- **MATERIAL FOR THIS EXERCISE**
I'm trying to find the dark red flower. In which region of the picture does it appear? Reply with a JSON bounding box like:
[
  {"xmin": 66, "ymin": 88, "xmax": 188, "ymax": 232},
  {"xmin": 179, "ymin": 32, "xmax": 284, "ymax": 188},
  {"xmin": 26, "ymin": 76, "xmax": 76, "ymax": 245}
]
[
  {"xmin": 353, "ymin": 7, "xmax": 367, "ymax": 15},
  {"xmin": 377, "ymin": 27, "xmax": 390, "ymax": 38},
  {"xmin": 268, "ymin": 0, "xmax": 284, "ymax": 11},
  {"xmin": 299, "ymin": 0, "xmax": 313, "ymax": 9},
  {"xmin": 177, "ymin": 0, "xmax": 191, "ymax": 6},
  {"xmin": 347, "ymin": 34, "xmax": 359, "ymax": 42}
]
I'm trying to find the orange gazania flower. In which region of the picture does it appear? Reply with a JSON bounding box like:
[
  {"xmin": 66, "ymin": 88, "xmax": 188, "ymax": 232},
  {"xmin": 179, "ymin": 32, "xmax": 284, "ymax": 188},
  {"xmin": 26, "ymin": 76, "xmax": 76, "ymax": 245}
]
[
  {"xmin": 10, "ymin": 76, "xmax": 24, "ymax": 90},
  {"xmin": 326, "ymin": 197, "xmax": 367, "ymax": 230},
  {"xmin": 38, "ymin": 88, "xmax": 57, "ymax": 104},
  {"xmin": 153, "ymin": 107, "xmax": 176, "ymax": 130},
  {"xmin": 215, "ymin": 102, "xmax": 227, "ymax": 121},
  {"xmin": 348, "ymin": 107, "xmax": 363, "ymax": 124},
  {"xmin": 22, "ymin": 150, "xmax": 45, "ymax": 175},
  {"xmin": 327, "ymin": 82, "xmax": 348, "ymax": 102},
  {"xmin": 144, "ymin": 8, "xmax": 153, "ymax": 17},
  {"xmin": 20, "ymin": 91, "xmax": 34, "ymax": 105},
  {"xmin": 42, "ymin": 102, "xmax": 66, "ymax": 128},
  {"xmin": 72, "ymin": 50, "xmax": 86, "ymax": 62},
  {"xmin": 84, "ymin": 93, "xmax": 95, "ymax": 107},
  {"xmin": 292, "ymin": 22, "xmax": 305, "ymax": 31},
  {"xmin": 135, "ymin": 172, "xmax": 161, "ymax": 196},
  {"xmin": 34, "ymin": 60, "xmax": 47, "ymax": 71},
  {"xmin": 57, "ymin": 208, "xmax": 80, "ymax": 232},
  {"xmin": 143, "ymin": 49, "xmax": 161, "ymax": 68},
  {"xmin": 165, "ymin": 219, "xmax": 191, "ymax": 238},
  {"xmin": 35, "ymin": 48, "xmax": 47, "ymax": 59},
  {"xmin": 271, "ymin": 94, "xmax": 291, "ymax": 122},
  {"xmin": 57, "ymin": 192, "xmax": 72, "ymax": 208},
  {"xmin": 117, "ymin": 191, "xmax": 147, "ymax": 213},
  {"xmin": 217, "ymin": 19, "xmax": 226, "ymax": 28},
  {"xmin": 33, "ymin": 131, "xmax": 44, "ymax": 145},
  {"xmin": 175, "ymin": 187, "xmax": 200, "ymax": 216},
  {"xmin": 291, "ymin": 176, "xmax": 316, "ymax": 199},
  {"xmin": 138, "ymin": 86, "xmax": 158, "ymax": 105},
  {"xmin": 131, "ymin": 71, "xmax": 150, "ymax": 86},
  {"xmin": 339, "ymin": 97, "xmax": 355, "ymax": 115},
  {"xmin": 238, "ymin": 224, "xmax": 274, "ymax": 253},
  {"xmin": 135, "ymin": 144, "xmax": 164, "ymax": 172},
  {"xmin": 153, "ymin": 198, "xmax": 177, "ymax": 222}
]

- **WORK REQUIRED**
Pull out every line above that contains the string "region". Case counts.

- **TASK OUTPUT**
I'm trying to find the dark red flower. In which region of the picture does it appear? Reply with a JSON bounding box like:
I'm trying to find the orange gazania flower. In which region of the picture does it appear? Reply with a JSON bounding box like:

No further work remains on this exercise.